- Aim of the task
Copy every line of the listing below word for word, with nothing changed.
● ● ●
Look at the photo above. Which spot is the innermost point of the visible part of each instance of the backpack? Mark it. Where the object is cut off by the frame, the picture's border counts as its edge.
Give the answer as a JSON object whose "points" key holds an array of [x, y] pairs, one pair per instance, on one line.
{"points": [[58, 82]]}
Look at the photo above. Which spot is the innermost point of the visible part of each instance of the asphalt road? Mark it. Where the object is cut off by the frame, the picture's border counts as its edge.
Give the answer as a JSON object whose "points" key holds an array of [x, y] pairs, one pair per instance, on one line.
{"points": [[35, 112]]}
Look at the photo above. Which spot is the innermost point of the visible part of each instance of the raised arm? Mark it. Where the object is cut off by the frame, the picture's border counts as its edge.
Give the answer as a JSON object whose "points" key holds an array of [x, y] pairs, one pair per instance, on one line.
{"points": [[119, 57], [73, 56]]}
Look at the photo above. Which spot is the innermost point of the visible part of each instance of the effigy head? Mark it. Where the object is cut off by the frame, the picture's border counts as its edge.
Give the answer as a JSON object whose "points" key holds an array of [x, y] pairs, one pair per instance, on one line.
● ● ●
- Answer for this exercise
Look at the photo above. Which spot is the innermost point of the visible part of each instance of the backpack? Mark it. Where the object is cut off by the frame, the picture's border counts as its edge.
Give the answer as a JSON object whose "points" key holds an array of [x, y] pairs, one pair per instance, on one line.
{"points": [[58, 82]]}
Look at the photo above. Which spot is the innermost point of the visible part of each instance of the asphalt road? Mark it. Where the object is cut off by the frame, the picture's border counts as its edge.
Give the answer as a JSON object whose "points" key holds an array of [x, y] pairs, one pair per instance, on one line.
{"points": [[35, 112]]}
Look at the photo above. Which spot is the innermost point of the visible part of each instance of the raised arm? Mark it. Where the object is cut off by the frame, the picture's border counts as its edge.
Give the answer as a JSON object whose "points" key holds an array of [x, y] pairs, one pair per instance, on one line.
{"points": [[119, 57], [73, 56]]}
Look at the photo above. Which spot is the innermost point of the visible part of each instance of the effigy head? Mark it. Where the object is cut off by the frame, the picture's border counts as its edge.
Give the answer as a JSON object whose "points" key holds an array of [x, y] pairs, one pair per instance, on one line.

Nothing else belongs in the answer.